I was reminded of this during The American, which features many shots of Clooney walking down narrow Italian streets. As if the only way to give the audience the subjective experience of the character is to literally place the camera behind him, since we're given almost no details about his past. His character is a loner, and mostly silent through the film until he falls in love with a prostitute. He plans to get away after one last job, and if you can't see where the movie is going from there you've probably never seen a movie before. For what seems to be a coldly emotional and deliberately paced film, I was never bored. The film is beautifully shot, and Clooney, playing against type (and suppressing his smile), made it interesting to watch.
spoilerish?
it's gerry meets bourne..y. it works really well as a demystification of the assassin/spy movie, and i loved the visuals and overall tone.. the sheer monotony of building a gun, and living a life of looking over your shoulder. it is definitely the kind of movie that asks you to step forward and draw your own meaning from its depths, as well as fill in the extended silences with your own wandering thoughts. it's also very good at feeding you information subtly without you even knowing it in some cases. for the most part i think it's a very good movie, but it does have several gaping flaws:
1. the relationship with the prostitute is woefully underdeveloped. we know her for about 2 minutes before she becomes, like, the answer to everything in clooney's life. it's pretty unbelievable, but worse than that, it's not compelling.

To-do list
**a.** In the review of The American, whom does Clooney's character fall in love with?
**b.** Write out everything in the review of The American from "it's gerry meets" down to "it's not compelling.", word for word.

Record set
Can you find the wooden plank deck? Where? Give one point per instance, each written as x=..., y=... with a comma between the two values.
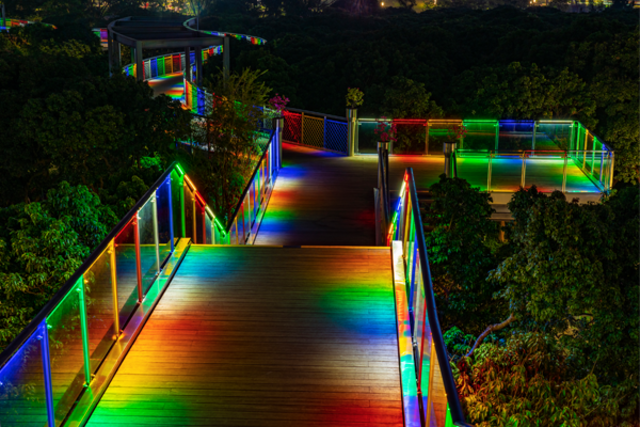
x=322, y=198
x=257, y=336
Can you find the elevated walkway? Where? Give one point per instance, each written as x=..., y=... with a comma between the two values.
x=265, y=336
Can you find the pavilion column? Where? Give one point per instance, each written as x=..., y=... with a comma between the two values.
x=187, y=64
x=226, y=60
x=139, y=62
x=199, y=66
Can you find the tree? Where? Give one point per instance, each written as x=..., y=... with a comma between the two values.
x=41, y=245
x=463, y=248
x=229, y=141
x=528, y=381
x=574, y=274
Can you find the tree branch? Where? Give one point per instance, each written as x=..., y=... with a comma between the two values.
x=491, y=328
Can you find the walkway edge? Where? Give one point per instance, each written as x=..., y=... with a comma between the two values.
x=91, y=396
x=410, y=404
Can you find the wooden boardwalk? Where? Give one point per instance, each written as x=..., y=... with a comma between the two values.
x=264, y=336
x=322, y=198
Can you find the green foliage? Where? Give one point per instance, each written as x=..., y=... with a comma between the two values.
x=528, y=382
x=229, y=134
x=463, y=247
x=574, y=274
x=354, y=98
x=65, y=120
x=41, y=245
x=405, y=98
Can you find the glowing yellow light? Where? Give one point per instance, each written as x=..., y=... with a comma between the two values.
x=193, y=187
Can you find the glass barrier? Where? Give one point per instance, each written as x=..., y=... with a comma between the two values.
x=127, y=271
x=66, y=353
x=165, y=220
x=481, y=135
x=439, y=403
x=23, y=399
x=101, y=305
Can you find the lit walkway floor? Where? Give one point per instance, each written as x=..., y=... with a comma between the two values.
x=322, y=198
x=250, y=336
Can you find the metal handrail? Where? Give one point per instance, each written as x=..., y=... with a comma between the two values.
x=248, y=186
x=315, y=113
x=411, y=235
x=70, y=283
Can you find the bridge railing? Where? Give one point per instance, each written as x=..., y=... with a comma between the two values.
x=54, y=362
x=509, y=170
x=426, y=137
x=12, y=22
x=316, y=130
x=429, y=392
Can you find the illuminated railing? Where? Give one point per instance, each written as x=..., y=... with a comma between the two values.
x=57, y=367
x=9, y=23
x=420, y=136
x=168, y=64
x=317, y=130
x=572, y=171
x=429, y=392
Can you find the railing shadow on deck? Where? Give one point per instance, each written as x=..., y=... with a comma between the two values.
x=429, y=391
x=54, y=372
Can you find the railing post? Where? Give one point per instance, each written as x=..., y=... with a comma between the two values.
x=352, y=124
x=489, y=171
x=564, y=173
x=584, y=149
x=302, y=128
x=114, y=287
x=139, y=62
x=426, y=138
x=84, y=330
x=156, y=239
x=279, y=129
x=226, y=60
x=523, y=170
x=611, y=172
x=324, y=131
x=448, y=149
x=136, y=237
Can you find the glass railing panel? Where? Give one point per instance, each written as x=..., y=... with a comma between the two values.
x=515, y=135
x=66, y=352
x=177, y=202
x=149, y=250
x=165, y=219
x=200, y=221
x=411, y=137
x=553, y=136
x=208, y=227
x=367, y=138
x=189, y=213
x=22, y=385
x=126, y=271
x=437, y=137
x=101, y=307
x=473, y=167
x=481, y=135
x=506, y=172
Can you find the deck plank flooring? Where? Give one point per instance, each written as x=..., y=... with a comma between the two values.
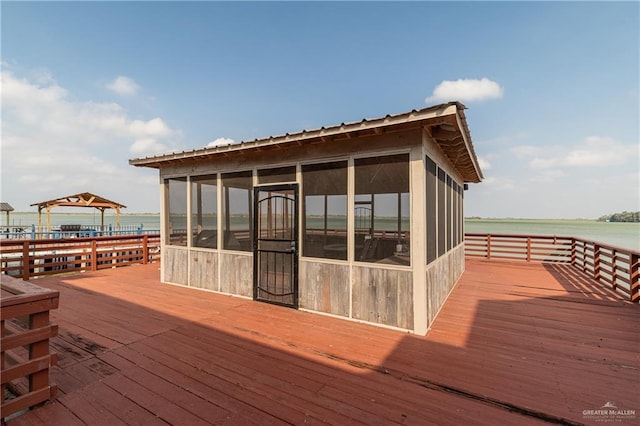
x=515, y=343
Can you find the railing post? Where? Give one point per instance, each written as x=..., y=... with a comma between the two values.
x=94, y=255
x=596, y=262
x=39, y=380
x=634, y=275
x=26, y=261
x=145, y=249
x=614, y=269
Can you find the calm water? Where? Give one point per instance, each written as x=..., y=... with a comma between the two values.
x=626, y=235
x=618, y=234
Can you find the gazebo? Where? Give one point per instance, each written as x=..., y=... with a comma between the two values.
x=84, y=199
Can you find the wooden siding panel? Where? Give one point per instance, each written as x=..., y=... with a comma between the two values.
x=204, y=270
x=236, y=274
x=383, y=296
x=175, y=265
x=441, y=276
x=324, y=287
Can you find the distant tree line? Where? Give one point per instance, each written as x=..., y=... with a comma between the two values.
x=621, y=217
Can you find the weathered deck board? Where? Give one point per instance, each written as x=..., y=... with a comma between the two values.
x=515, y=343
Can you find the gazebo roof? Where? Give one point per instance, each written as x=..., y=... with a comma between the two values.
x=84, y=199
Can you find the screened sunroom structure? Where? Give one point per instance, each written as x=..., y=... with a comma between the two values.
x=361, y=220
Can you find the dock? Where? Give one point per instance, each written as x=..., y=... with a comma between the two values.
x=515, y=343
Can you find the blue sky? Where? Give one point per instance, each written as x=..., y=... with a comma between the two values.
x=552, y=90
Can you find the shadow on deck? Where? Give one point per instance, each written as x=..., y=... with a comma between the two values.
x=515, y=344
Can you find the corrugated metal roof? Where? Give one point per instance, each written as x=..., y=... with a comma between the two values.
x=433, y=115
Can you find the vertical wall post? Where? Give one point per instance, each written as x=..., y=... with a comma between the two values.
x=418, y=240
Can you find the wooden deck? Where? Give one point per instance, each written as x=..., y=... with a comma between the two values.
x=515, y=344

Task solutions
**a.** A prostitute.

**b.**
it's gerry meets bourne..y. it works really well as a demystification of the assassin/spy movie, and i loved the visuals and overall tone.. the sheer monotony of building a gun, and living a life of looking over your shoulder. it is definitely the kind of movie that asks you to step forward and draw your own meaning from its depths, as well as fill in the extended silences with your own wandering thoughts. it's also very good at feeding you information subtly without you even knowing it in some cases. for the most part i think it's a very good movie, but it does have several gaping flaws:
1. the relationship with the prostitute is woefully underdeveloped. we know her for about 2 minutes before she becomes, like, the answer to everything in clooney's life. it's pretty unbelievable, but worse than that, it's not compelling.